Mas além desta “virada à esquerda” na América Latina, o chanceler brasileiro sofreu mais dois reveses acachapantes: a derrota de Donald Trump nos EUA, e a decisão da União Europeia de retirar seu reconhecimento oficial de Juan Guaidó como presidente autoproclamado da Venezuela. É difícil que a política externa de algum país sofra uma sucessão de fracassos tão rápidos, tão arrasadores e em tão pouco tempo. E só se consegue entender este rápido isolamento do Brasil, dentro do seu próprio continente, tendo em conta a mais completa idiotice ideológica e geopolítica de um ministro das Relações Exteriores que pauta seu comportamento e sua política externa – em pleno século XXI – pela sua visão binária do mundo, e pela sua leitura medieval dos textos bíblicos.
A catástrofe administrativo deste governo de militares, e o fracasso de sua política externa sugerem com insistência que qualquer negociação a respeito do futuro do pais deveria começar por do pontos fundamentais: o primeiro, seria a devolução dos militares aos seus quartéis e funções constitucionais, sem nenhum tipo de concessão ou distinção entre “bons” e “maus” militares, apenas militares que cumprem ou que não cumprem suas obrigações legais; e o segundo, seria colocar uma pá de cal em cima da vergonhosa política externa deste governo, começando por um novo tipo de relacionamento com os Estados Unidos, sem fanfarronice nem arrogância, mas com altivez soberana e sem nenhum tipo de vassalagem, diplomática, jurídico eu militar.
Referências
[1] Fiori, J. L. e Nozaki, W. Conspiração e corrupção: uma hipótese muito provável. Le Monde Diplomatique, 30 jul. 2019.
[2] Citado em DCM, “General Villas Boas revela atuação política do Exército que culminou na eleição da Bolsonaro”, 10 fev. 2021.
[3] Como no caso de uma entrevista recente, em que o Presidente da Brasil pôde exibir com todas as letras o seu estilo literário inconfundível, quando foi perguntado sobre os gastos do governo com a compra de leite condensado e respondeu de bate-pronto: “Vai para a puta que o pariu rapaz, imprensa de merda. É para encher o rabo de vocês da imprensa essas latas de leite condensado” (J.M. Bolsonaro, in “Leite condensado é para enfiar no rabo da imprensa”, matéria publicada no site UOL Notícias, em 28 jan. 2021.
José Luis Fiori é professor permanente do Programa de Pós-Graduação em Economia política Internacional (PEPI), coordenador do GP da UFRJ/CNPQ “O poder global e a geopolítica do Capitalismo”, coordenador adjunto do Laboratório de “Ética e Poder Global”, pesquisador do Instituto de Estudos Estratégicos do Petróleo, Gás e Biocombustíveis (INEEP), autor de O Poder global e a nova geopolítica das nações, História, estratégia e desenvolvimento e Sobre a Guerra.

MATERIAL DE ORIGEM:
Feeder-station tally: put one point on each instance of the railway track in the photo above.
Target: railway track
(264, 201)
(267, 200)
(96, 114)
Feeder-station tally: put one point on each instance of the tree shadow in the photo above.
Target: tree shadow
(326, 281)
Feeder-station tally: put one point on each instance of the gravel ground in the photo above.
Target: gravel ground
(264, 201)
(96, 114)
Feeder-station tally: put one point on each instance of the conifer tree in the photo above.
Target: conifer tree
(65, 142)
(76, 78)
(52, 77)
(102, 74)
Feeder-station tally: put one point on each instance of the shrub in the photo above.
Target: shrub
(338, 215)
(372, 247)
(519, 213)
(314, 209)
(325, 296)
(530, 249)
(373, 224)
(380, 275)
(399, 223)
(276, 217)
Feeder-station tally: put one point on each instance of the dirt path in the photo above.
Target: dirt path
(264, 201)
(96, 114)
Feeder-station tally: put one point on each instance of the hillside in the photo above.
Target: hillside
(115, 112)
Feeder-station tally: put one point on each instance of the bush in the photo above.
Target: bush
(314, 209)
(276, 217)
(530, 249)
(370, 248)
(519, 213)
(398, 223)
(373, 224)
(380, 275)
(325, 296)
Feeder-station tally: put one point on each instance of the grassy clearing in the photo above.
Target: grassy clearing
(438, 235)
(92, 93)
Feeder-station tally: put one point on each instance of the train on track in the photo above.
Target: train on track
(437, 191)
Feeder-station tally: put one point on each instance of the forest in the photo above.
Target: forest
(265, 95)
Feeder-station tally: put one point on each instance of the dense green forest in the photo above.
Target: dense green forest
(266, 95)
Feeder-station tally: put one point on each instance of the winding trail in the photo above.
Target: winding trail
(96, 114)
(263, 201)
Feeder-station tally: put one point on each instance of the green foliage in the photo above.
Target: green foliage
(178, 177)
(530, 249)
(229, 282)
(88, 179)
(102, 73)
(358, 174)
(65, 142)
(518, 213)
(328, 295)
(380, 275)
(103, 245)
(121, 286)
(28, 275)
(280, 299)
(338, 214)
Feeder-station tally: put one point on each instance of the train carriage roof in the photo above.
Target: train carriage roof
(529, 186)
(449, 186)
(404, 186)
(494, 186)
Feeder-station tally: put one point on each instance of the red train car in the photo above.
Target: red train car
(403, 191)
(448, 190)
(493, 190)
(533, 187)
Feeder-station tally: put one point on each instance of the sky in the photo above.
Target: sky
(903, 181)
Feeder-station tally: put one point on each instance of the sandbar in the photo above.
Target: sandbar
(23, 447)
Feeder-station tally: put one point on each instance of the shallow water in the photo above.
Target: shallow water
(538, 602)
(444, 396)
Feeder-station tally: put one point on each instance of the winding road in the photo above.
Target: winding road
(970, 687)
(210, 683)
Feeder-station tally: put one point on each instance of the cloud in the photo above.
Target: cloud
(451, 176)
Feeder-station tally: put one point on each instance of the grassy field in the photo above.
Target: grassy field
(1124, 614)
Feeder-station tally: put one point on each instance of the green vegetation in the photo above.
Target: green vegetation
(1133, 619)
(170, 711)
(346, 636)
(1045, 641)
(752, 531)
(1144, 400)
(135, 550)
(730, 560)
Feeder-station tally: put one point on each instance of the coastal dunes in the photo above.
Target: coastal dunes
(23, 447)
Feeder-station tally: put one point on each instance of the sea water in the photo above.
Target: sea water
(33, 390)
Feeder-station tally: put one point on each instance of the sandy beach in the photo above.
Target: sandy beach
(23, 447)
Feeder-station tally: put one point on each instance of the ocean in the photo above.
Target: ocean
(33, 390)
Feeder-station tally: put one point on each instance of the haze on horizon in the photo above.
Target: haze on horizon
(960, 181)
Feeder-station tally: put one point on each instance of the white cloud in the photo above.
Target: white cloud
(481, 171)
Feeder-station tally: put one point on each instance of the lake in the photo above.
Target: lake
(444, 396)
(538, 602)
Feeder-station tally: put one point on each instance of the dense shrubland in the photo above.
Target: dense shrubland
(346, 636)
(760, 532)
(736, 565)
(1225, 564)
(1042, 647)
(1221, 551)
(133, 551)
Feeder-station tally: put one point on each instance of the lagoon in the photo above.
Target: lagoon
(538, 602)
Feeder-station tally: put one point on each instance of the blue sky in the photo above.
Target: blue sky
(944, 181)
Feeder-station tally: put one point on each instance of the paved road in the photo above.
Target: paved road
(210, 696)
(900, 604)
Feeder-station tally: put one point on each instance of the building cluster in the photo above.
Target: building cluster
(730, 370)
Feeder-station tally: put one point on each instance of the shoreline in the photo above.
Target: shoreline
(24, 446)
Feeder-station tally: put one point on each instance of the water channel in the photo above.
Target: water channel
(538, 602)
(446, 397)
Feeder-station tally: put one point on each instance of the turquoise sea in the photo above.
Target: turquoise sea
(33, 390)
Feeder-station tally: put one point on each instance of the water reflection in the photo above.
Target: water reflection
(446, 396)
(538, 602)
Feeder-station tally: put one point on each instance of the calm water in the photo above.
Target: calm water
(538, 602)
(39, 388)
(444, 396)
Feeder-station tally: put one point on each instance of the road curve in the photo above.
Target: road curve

TAREFAS DO EXERCÍCIO:
a – Indique se cada afirmação concorda com o texto sobre a política externa, respondendo sim ou não e citando literalmente as palavras decisivas. (i) A União Europeia decidiu retirar o reconhecimento oficial de Juan Guaidó. (ii) Donald Trump venceu nos EUA. (iii) O autor propõe separar os militares entre "bons" e "maus".
b – Segundo o texto sobre a política externa, o que explica o rápido isolamento do Brasil dentro do seu próprio continente? Responda em até três frases.
c – Reproduza fielmente o trecho do texto sobre a política externa que se inicia pelas palavras "José Luis Fiori" e vai até "Sobre a Guerra.".
Use somente o texto sobre a política externa, sem recorrer às entradas.

RESULTADOS DAS TAREFAS:
a –
(i) Sim: "a decisão da União Europeia de retirar seu reconhecimento oficial de Juan Guaidó como presidente autoproclamado da Venezuela".
(ii) Não: "a derrota de Donald Trump nos EUA".
(iii) Não: "sem nenhum tipo de concessão ou distinção entre “bons” e “maus” militares".

b – O isolamento só se entende pela "mais completa idiotice ideológica e geopolítica" do ministro das Relações Exteriores. Esse ministro pauta seu comportamento e sua política externa por uma visão binária do mundo e por uma leitura medieval dos textos bíblicos.

c –
José Luis Fiori é professor permanente do Programa de Pós-Graduação em Economia política Internacional (PEPI), coordenador do GP da UFRJ/CNPQ “O poder global e a geopolítica do Capitalismo”, coordenador adjunto do Laboratório de “Ética e Poder Global”, pesquisador do Instituto de Estudos Estratégicos do Petróleo, Gás e Biocombustíveis (INEEP), autor de O Poder global e a nova geopolítica das nações, História, estratégia e desenvolvimento e Sobre a Guerra.